What is being asked:
In full and without changes, output the data.

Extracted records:
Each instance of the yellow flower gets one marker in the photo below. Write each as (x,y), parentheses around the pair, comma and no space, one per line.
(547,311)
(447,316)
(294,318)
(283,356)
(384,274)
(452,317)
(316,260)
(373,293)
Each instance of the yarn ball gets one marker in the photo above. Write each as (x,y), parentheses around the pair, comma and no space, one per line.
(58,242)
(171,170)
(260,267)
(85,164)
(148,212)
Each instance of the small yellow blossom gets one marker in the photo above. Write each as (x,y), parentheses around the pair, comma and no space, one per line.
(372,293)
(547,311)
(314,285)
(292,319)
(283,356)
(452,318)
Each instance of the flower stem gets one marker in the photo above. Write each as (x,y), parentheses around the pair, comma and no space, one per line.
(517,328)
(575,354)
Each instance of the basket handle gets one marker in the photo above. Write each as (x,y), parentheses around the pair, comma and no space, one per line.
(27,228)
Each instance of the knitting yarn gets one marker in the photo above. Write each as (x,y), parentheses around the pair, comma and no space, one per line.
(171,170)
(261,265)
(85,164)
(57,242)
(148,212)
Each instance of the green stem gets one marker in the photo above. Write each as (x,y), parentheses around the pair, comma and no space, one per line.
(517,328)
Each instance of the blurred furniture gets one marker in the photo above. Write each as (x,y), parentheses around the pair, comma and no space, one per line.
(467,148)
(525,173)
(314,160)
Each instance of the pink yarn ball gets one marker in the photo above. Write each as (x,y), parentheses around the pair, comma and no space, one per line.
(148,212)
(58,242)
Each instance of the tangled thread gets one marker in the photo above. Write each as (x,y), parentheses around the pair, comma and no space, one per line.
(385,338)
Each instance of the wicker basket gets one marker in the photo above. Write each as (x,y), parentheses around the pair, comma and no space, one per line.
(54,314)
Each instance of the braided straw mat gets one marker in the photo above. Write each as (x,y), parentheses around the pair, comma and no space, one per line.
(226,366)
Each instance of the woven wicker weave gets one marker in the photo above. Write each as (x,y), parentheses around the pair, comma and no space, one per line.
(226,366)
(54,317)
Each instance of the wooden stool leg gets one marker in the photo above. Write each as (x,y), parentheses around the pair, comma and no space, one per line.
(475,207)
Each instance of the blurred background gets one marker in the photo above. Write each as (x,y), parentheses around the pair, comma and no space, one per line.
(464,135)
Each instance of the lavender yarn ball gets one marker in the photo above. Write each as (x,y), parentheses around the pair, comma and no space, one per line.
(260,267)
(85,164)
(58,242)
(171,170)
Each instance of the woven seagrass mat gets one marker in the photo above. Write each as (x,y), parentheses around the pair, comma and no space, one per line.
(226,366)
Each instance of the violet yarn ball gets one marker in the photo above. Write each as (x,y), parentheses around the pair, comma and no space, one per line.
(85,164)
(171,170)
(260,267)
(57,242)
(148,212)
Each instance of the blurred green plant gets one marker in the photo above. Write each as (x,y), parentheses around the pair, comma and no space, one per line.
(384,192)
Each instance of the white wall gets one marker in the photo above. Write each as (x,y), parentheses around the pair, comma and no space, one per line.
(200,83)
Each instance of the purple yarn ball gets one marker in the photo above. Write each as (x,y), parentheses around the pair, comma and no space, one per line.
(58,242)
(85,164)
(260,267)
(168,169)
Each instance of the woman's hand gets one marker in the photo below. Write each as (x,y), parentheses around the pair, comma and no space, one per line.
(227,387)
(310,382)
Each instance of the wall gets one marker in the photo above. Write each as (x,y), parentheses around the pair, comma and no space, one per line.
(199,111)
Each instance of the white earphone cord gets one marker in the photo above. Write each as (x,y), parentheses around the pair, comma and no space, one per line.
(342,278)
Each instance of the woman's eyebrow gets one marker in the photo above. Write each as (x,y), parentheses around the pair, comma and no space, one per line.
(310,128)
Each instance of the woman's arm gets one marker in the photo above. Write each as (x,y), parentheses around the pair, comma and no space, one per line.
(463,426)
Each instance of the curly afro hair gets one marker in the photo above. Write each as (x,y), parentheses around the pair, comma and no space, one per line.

Solution to this problem:
Each instance of the yellow flower gets one marker in the photo below. Write each as (x,y), parentheses around the pair, comma and no space, one per line.
(547,311)
(447,316)
(294,318)
(283,356)
(384,274)
(452,317)
(316,260)
(373,293)
Each instance of the yarn ball gets one marker in the photo above. Write each as (x,y), parentheses around the pair, comma and no space, one per line.
(58,242)
(171,170)
(260,267)
(85,164)
(148,212)
Each instance of the small yellow blossom gets one marker in the photo above. Write each as (x,y), parentheses around the pair, comma and no space, one per line.
(372,293)
(547,311)
(314,285)
(292,319)
(283,356)
(452,318)
Each instance of the flower stem gets one marker in the photo above. Write each as (x,y), parentheses around the pair, comma and no space, one per line.
(517,328)
(575,354)
Each instance of the basket handle gets one marker in the photo above. Write each as (x,y), parentheses around the pair, comma and no space, one per line.
(27,228)
Each instance of the knitting yarn gets one marker in the photo above. Write each as (x,y), parentheses around the pair, comma and no space, one per line.
(171,170)
(261,265)
(85,164)
(57,242)
(148,212)
Each instance of the green stem gets one marker in the photo above. Write each as (x,y), parentheses around the pair, comma and no space, one per line.
(517,328)
Each instance of the blurred furniture gets one marker in the photo above. Write each as (x,y), parentheses around the pair, comma and no space, one per line.
(467,148)
(525,173)
(314,160)
Each instance of the pink yarn ball gets one marker in the photo above. Write each as (x,y), parentheses around the pair, comma and no space, one per line.
(148,212)
(58,242)
Each instance of the tangled thread gets one marker in the photo above. Write each as (x,y), parentheses around the pair, comma and no space, one per line.
(385,338)
Each instance of the wicker basket gets one marker in the photo above. Write each as (x,y), parentheses around the pair, comma and no space, one per line.
(54,314)
Each instance of the braided straw mat gets one marker in the photo above. Write each as (x,y), parentheses around the pair, comma and no space, one per line.
(226,366)
Each instance of the woven wicker weave gets one marker in the photo above. Write each as (x,y), parentheses around the pair, comma and no space, one per line.
(226,366)
(54,317)
Each instance of the wooden stool leg gets one marker in the photo above. Write each as (x,y), parentheses around the pair, comma and no space, one per line.
(475,207)
Each instance of the blurred background gets one marker in the photo above. Write each as (x,y), parentheses around the pair, comma and no space, one per line.
(464,135)
Each instance of the lavender yarn ball gets one marker in the photo above. Write each as (x,y), parentheses around the pair, comma and no space, one per line.
(260,267)
(85,164)
(58,242)
(171,170)
Each instance of the woven seagrass mat gets one marker in the photo above. Write each as (x,y), parentheses around the pair, comma and no space, one per line.
(226,366)
Each instance of the violet yarn ball gets one marker in the photo above. Write each as (x,y), parentheses around the pair, comma and no space, one per line.
(85,164)
(171,170)
(260,267)
(57,242)
(148,212)
Each instance of the blurred green plant gets one marker in the photo above. Write each as (x,y), parentheses around the pair, comma and no space, one per line.
(384,192)
Each instance of the white wall gets one marker in the photo above. Write each as (x,y), parentheses around the pair, comma and no space, one per line.
(200,83)
Each instance of the purple yarn ball gets one marker in the photo above. Write each as (x,y), parentheses around the pair, comma and no space, one per line.
(58,242)
(85,164)
(260,267)
(168,169)
Each instance of the woman's hand gets one marker in the photo below. Write each as (x,y), parentheses around the pair, comma and no space, one per line.
(227,387)
(310,382)
Each instance of the wall gets one marker in the photo above. Write each as (x,y), parentheses around the pair, comma and no space, one per line.
(199,111)
Each instance of the white earphone cord gets one marker in the photo above. Write each as (x,y), parentheses around the pair, comma and no space, one per line.
(342,278)
Each instance of the woman's eyebrow gets one marker in the photo above. Write each as (x,y), parentheses around the pair, comma and no space, one per line.
(310,128)
Each instance of the woman's arm gets one marker in the photo above. Write each as (x,y), parentheses around the pair, comma and no space, one per line.
(463,426)
Each instance of the curly afro hair gets one marker in the photo above. Write each as (x,y), parentheses around the pair, comma and no space, one per line.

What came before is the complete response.